------ Records for this task
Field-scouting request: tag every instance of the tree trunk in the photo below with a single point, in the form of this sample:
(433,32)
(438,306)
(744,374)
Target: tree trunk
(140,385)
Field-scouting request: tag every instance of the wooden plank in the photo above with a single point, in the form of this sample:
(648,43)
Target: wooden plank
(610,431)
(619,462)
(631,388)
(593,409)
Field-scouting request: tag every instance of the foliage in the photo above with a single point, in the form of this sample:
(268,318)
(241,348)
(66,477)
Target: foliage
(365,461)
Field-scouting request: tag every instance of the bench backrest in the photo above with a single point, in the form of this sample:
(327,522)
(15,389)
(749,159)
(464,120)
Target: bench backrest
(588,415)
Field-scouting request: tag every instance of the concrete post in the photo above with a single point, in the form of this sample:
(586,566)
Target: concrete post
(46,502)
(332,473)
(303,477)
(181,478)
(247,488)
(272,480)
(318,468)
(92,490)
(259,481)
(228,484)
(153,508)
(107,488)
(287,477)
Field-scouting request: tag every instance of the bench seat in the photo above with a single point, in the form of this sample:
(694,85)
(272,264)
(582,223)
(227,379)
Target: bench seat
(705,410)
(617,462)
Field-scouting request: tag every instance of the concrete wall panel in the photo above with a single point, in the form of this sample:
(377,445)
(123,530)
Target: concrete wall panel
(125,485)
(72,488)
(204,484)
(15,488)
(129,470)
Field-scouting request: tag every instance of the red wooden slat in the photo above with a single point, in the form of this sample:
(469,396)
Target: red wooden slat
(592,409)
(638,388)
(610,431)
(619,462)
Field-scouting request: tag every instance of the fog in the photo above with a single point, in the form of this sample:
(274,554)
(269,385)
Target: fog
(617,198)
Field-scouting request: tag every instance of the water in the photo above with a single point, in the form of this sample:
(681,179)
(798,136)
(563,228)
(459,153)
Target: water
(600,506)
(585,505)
------------
What you are asked to do - Extract the whole listing, character for character.

Full output -
Field-scouting request: tag every instance of the tree trunk in the photo below with a single point, in the form of this sample:
(433,32)
(438,306)
(744,374)
Target: tree trunk
(140,385)
Field-scouting request: tag every instance of the wooden plank in the photo above with a single point, in the form of this sample:
(648,43)
Target: wooden plank
(610,431)
(619,462)
(631,388)
(593,409)
Field-scouting request: tag every instance of the foliage in the photo above with a single point, in the form of this sample:
(268,318)
(241,348)
(66,477)
Target: foliage
(365,461)
Field-scouting request: tag every instance of the bench backrest in the photo above with a single point, in the form of this sample:
(327,522)
(15,389)
(749,159)
(464,120)
Target: bench backrest
(588,415)
Field-scouting request: tag every instance of the concrete post in the photo above with a single point, in the form of this sample:
(586,566)
Target: concrete post
(46,502)
(332,473)
(303,477)
(181,478)
(247,488)
(272,480)
(318,468)
(92,490)
(259,481)
(228,484)
(153,508)
(107,488)
(287,477)
Field-scouting request: tag every instance of the bench seat in the photo above with a single point, in the form of this sample:
(694,85)
(272,264)
(582,223)
(227,379)
Target: bench seat
(705,410)
(617,462)
Field-scouting request: tag every instance of the concrete wall panel in the photo above with a single point, in the form of this sample:
(377,445)
(123,530)
Target: concrete wall panel
(125,485)
(72,488)
(204,484)
(15,488)
(129,470)
Field-scouting request: tag every instance of the red wooden slat in the photo above with a single point, in the form of this sample:
(469,396)
Target: red wooden slat
(592,409)
(638,388)
(610,431)
(619,462)
Field-scouting request: tag every instance of the fog in the photo above with a single point, in the form of this sample:
(274,554)
(269,385)
Target: fog
(617,198)
Field-scouting request: tag every instance of the water in the photo above with a single point, in the form of this sample:
(681,179)
(798,136)
(563,228)
(459,153)
Target: water
(600,506)
(585,505)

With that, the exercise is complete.